Reproduce each of the rows below word for word, omitting the pictures.

**** Records shown ****

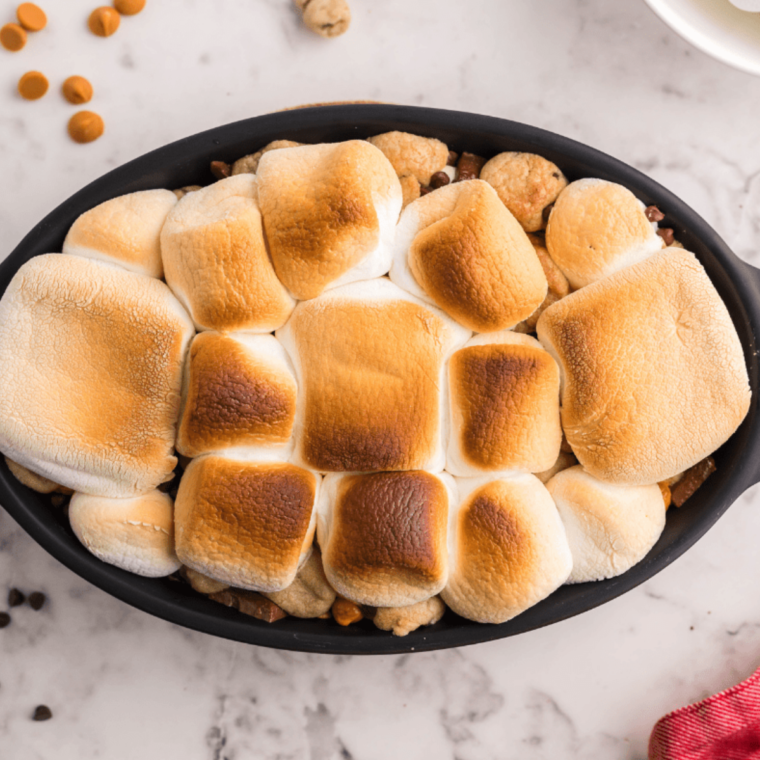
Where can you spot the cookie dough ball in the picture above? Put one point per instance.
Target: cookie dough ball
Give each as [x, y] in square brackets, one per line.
[526, 184]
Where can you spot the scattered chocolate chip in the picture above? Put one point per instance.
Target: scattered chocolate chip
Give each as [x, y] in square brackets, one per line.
[36, 600]
[439, 179]
[221, 169]
[42, 712]
[469, 166]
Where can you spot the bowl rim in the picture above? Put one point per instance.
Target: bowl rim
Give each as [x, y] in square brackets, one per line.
[664, 10]
[738, 283]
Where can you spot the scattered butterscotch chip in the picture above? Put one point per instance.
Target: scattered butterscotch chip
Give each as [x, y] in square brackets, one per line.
[77, 90]
[42, 712]
[31, 17]
[36, 600]
[346, 612]
[12, 37]
[33, 85]
[128, 7]
[104, 21]
[85, 126]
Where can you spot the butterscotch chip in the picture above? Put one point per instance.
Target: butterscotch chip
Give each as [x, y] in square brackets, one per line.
[104, 21]
[77, 90]
[32, 85]
[128, 7]
[85, 126]
[31, 17]
[12, 37]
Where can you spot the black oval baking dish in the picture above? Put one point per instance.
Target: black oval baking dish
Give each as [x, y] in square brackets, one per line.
[186, 162]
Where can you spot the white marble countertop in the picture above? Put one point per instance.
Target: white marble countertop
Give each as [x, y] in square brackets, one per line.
[122, 684]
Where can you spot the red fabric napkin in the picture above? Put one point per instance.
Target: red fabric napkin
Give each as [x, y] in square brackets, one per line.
[725, 726]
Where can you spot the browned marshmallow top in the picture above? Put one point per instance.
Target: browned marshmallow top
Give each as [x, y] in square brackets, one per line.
[473, 259]
[505, 406]
[388, 537]
[654, 372]
[244, 523]
[233, 397]
[323, 208]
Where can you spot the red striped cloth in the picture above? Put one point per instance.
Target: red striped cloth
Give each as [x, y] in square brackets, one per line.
[725, 726]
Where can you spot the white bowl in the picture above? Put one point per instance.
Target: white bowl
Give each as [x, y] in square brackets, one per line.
[716, 27]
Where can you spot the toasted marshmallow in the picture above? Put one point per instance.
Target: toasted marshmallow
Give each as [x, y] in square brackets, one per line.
[508, 549]
[504, 400]
[461, 249]
[654, 377]
[609, 528]
[216, 259]
[597, 228]
[124, 231]
[310, 594]
[413, 155]
[329, 213]
[134, 534]
[92, 361]
[238, 397]
[526, 184]
[383, 536]
[370, 359]
[249, 524]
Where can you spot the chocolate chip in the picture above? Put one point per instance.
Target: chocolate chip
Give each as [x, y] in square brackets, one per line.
[42, 712]
[439, 179]
[221, 169]
[469, 166]
[36, 600]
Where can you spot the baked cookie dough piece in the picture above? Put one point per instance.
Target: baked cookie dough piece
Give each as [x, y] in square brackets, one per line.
[527, 185]
[249, 524]
[504, 400]
[462, 250]
[134, 534]
[92, 361]
[216, 260]
[329, 213]
[383, 535]
[654, 377]
[597, 228]
[509, 549]
[609, 527]
[238, 396]
[125, 231]
[370, 363]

****

- **Output**:
Where can you spot the cookie dough ball in the picture above? Put one point per instance.
Target: cookie dough ball
Give each as [x, y] in square brackets, one per line.
[526, 184]
Where can you spot the scattered chocolate chip in the picture above? Put one point per instance.
Target: scattered chocolate chip
Give each as [x, y] in square brackets, one per line.
[36, 600]
[439, 179]
[221, 169]
[42, 712]
[469, 166]
Where can you spot the bowl rim in the picture above? Put one point per instance.
Target: bowl rim
Give each as [x, y] in square brackets, one per line.
[664, 10]
[738, 283]
Where can you spot the scattered butterscotch chip in the picture above? Put one point per instance.
Target: scattered butterscotch chip
Give each as [x, y] in square brackets, one per line.
[77, 90]
[42, 712]
[31, 17]
[36, 600]
[346, 612]
[12, 37]
[33, 85]
[128, 7]
[104, 21]
[85, 126]
Where can you spot the butterscotch chip in the picture above? Put one point per instance.
Target: butterscotch chip
Give each as [x, y] in square brackets, one per line.
[104, 21]
[77, 90]
[32, 85]
[128, 7]
[85, 126]
[31, 17]
[12, 37]
Where can you spot the black oval baking dish in the picture above? Put one point per instance.
Target: black oval baking dish
Give each as [x, y] in square brackets, one per line.
[186, 162]
Where can you spot the white marble countertop in the picture above? Put one point per instance.
Target: white marble countertop
Give each as [x, y] in square brackets, one per line.
[122, 684]
Where can you spot the red fabric napkin in the picture above? Put one point per instance.
Target: red fabric napkin
Give each as [x, y] in square brackets, one per line.
[725, 726]
Where can you spot the browned marshmallow top in the picture above? Put one point per instance.
Target: browned marshmallow top
Give each as [x, y] in square brackets, one per line.
[473, 259]
[505, 406]
[388, 537]
[654, 372]
[244, 523]
[233, 397]
[323, 208]
Where can you spot the red striped cloth in the picture above? Put one point per instance.
Target: red striped cloth
Give each as [x, y] in square brackets, one per line.
[725, 726]
Where can you spot the white bowl in the picture above? Put one point per instance.
Target: white bowl
Give each as [x, y] in square brackets, one per line.
[716, 27]
Where can you spot the toasted marshmallow in the picture above? Put one point per instance.
Target: toasted marshmallow
Give each as [x, y] in square brackets, one per line.
[508, 549]
[504, 400]
[461, 249]
[654, 377]
[609, 528]
[216, 259]
[597, 228]
[124, 231]
[310, 594]
[413, 155]
[329, 213]
[134, 534]
[92, 361]
[238, 397]
[526, 184]
[383, 536]
[370, 359]
[249, 524]
Where can you spot the chocolate chip in the picture above? Put one point per instance.
Target: chocolate chip
Give each as [x, y] in square brackets, one per line.
[42, 712]
[439, 179]
[221, 169]
[469, 166]
[36, 600]
Where can you spot the baked cookie dough piece in the picture above? Put one point per instance.
Target: baked cookie dough piece
Give each as [x, y] in square brackets, one per line.
[527, 185]
[249, 524]
[504, 400]
[462, 250]
[134, 534]
[92, 361]
[216, 260]
[329, 213]
[383, 535]
[654, 377]
[597, 228]
[509, 549]
[609, 527]
[238, 396]
[125, 231]
[370, 363]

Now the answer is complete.